* What to work on
Write out again the lines starting with the one that contains "Target: calm water surface" and going on through the one that contains "(1012, 584)", with the requests included. Offset each number in the point coordinates by -93, and give only those lines.

============================================================

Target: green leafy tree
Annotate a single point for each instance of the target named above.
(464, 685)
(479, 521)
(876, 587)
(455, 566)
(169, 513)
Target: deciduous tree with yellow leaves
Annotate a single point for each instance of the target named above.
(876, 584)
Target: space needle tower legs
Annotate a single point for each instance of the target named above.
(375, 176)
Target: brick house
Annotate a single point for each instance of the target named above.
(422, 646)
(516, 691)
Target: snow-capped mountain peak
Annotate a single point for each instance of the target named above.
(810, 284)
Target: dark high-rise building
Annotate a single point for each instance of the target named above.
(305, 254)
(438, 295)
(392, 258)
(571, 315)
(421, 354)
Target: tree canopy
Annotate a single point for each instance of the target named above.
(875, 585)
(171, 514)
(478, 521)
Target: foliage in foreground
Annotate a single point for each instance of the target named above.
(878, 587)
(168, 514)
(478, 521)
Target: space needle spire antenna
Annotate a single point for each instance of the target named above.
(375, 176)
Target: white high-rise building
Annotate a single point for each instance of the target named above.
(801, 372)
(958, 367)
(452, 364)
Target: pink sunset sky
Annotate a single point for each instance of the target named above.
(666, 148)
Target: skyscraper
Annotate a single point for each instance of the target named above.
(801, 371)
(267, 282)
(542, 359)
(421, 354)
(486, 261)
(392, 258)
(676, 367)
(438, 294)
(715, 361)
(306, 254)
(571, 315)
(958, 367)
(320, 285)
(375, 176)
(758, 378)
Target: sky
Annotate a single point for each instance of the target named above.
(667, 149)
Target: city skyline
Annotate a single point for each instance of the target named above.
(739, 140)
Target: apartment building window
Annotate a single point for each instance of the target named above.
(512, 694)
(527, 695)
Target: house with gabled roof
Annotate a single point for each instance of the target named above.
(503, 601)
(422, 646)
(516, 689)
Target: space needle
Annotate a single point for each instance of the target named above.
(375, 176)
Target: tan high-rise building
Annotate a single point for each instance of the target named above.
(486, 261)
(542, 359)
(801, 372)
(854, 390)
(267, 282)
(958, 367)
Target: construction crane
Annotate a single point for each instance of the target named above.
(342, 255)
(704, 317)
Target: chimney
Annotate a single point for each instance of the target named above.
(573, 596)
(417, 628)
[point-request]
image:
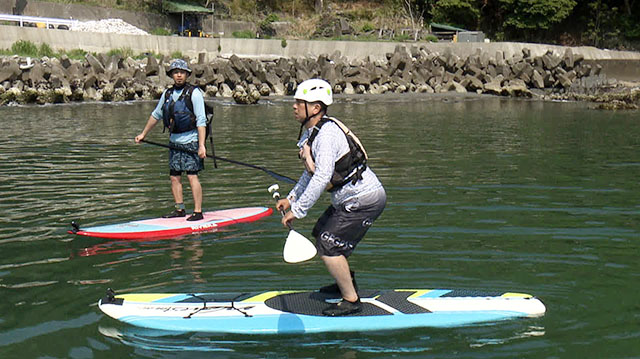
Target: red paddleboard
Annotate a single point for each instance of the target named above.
(171, 227)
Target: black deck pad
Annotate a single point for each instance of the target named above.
(313, 303)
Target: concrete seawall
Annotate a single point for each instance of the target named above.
(621, 65)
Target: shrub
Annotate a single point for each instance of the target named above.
(24, 48)
(45, 50)
(161, 31)
(123, 51)
(244, 34)
(76, 54)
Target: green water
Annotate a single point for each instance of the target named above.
(483, 193)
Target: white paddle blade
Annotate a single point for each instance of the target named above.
(298, 248)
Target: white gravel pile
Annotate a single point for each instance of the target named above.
(116, 26)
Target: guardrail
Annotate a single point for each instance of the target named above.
(46, 21)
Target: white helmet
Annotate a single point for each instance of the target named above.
(314, 90)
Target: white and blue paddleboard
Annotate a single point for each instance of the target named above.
(172, 227)
(282, 312)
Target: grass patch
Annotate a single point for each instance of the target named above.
(24, 48)
(123, 51)
(161, 31)
(244, 34)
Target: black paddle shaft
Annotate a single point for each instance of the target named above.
(214, 157)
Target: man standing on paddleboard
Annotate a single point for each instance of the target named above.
(181, 109)
(334, 160)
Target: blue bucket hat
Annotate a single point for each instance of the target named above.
(178, 65)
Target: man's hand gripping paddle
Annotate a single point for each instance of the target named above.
(297, 247)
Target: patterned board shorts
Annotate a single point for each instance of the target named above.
(339, 230)
(180, 161)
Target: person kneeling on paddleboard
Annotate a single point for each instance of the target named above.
(181, 109)
(334, 160)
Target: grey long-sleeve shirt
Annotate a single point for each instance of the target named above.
(329, 146)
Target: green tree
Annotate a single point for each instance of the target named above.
(460, 13)
(526, 18)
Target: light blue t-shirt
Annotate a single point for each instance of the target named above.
(198, 109)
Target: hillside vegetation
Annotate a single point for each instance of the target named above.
(602, 23)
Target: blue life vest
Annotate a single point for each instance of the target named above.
(178, 115)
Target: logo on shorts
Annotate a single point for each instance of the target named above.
(334, 241)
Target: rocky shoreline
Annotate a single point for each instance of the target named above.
(407, 70)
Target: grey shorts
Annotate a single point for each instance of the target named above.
(180, 161)
(339, 230)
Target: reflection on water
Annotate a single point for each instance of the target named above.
(483, 193)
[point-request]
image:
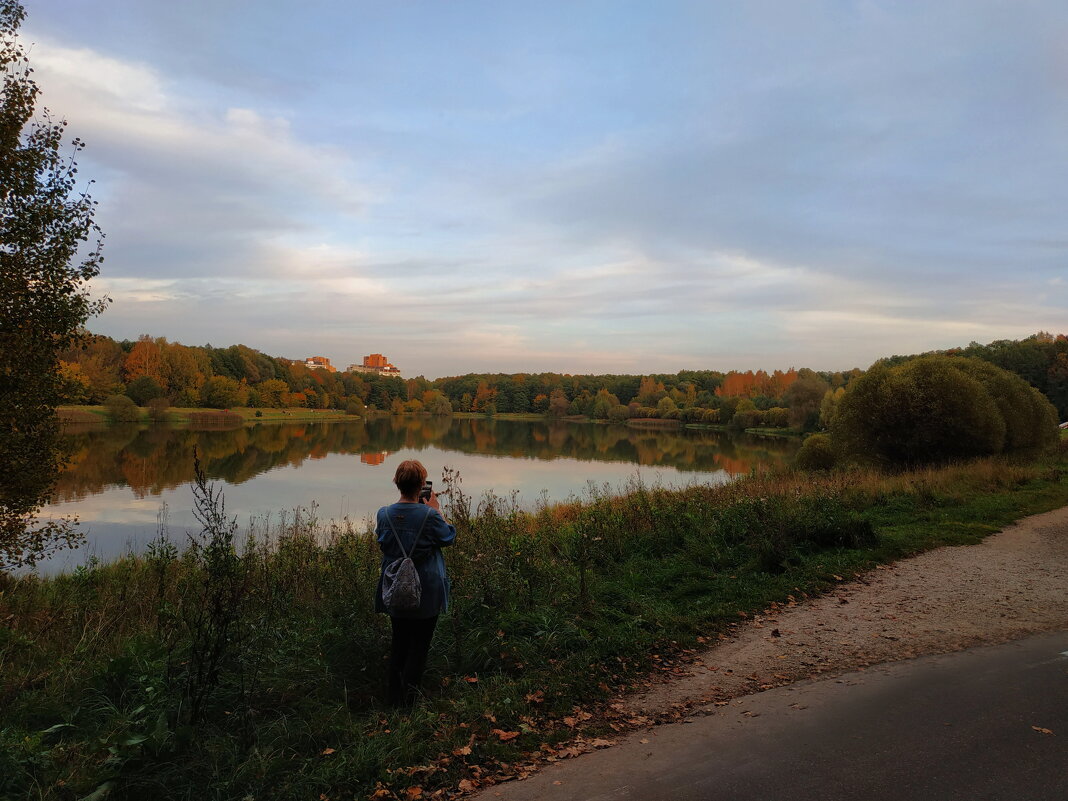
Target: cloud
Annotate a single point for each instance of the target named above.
(189, 189)
(711, 186)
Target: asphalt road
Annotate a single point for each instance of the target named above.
(959, 726)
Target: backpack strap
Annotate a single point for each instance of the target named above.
(418, 533)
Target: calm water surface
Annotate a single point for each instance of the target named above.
(122, 476)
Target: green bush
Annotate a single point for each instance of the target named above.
(122, 409)
(143, 389)
(938, 408)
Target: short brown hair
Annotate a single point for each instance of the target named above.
(409, 477)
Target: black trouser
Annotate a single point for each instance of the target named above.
(411, 643)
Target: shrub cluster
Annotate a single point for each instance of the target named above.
(938, 408)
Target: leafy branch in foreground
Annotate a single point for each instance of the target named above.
(46, 228)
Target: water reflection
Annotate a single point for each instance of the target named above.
(151, 460)
(121, 476)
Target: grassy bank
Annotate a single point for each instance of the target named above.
(211, 674)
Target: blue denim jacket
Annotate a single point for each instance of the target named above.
(406, 519)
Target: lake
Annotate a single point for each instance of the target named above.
(123, 475)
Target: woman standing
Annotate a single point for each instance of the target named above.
(413, 527)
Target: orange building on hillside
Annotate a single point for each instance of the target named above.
(375, 363)
(319, 362)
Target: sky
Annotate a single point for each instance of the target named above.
(570, 186)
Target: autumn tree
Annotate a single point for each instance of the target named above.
(49, 250)
(803, 398)
(937, 408)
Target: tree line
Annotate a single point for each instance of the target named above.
(150, 368)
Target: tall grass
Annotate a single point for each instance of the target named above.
(253, 665)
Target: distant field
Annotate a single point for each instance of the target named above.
(182, 414)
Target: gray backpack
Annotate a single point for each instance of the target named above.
(402, 590)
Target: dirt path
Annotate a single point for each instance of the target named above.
(1012, 584)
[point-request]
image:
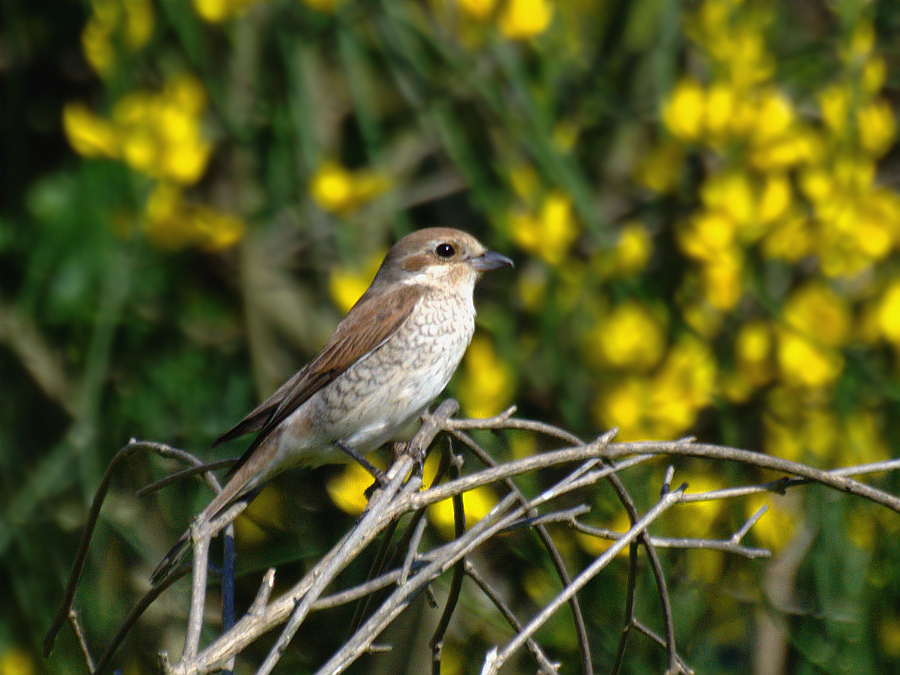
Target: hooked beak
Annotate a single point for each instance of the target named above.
(490, 260)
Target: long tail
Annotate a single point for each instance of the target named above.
(181, 548)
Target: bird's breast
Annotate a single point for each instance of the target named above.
(393, 384)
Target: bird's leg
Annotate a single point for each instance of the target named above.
(377, 473)
(402, 448)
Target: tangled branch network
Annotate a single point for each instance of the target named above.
(404, 570)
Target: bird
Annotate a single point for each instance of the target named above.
(388, 359)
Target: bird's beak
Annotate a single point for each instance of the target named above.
(490, 260)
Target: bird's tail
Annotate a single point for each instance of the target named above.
(172, 560)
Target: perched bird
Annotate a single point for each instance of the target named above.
(387, 360)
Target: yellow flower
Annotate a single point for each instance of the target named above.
(630, 338)
(791, 239)
(719, 109)
(477, 9)
(624, 405)
(347, 285)
(88, 134)
(347, 488)
(133, 19)
(486, 385)
(684, 385)
(326, 6)
(340, 191)
(171, 223)
(216, 11)
(834, 101)
(775, 117)
(551, 233)
(806, 364)
(262, 515)
(631, 253)
(139, 20)
(775, 199)
(523, 19)
(476, 504)
(818, 312)
(684, 111)
(888, 313)
(160, 134)
(707, 235)
(876, 127)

============================================================

* Result for this exercise
Target: calm water surface
Annotate a single point for each instance of the target named above.
(29, 383)
Target: green bush
Annotate a single point for each instance of the target named above.
(29, 316)
(50, 296)
(845, 315)
Target: short brown hair
Annotate a single point for each instance of the target named above.
(316, 384)
Target: black trouser
Annotate a single point for each instance of the target named above.
(318, 550)
Target: shrub cluster
Annotate a single point for each instance of the target named above.
(845, 315)
Target: leafy branch in foreground
Annotate a single point for each instance of the target named above.
(-47, 135)
Target: water reflection
Annotate a single point for each instance of the target named above.
(58, 367)
(28, 383)
Target: grassy bank
Annotate a single point for each instance of the target named above.
(118, 581)
Target: blue denim jacket
Annotate a single point for each instance of the target named above.
(313, 426)
Target: lake
Annotate a single point for each instance of the target named above.
(30, 382)
Target: woman standing
Annotate a single point for each instance of the target named above.
(320, 434)
Target: orange building on hillside
Annotate a single point for each instance of the target named above.
(282, 270)
(226, 269)
Target: sky
Annotate a single point for each instance of the target named above.
(477, 93)
Target: autumn tree
Annotate a single point for each instance of the target named above.
(-44, 157)
(710, 305)
(844, 315)
Target: tree line
Annotate a single point for each instance of the target named above.
(57, 275)
Target: tall grass
Annotate a single point for each instance of the target named above.
(160, 572)
Target: distant field
Annotate a single point for each instance of the target named above.
(89, 321)
Target: gray backpack
Annotate a single point for each instance of the target named above.
(309, 497)
Target: dirt path
Annotate a single point for each instance of the target named above.
(919, 491)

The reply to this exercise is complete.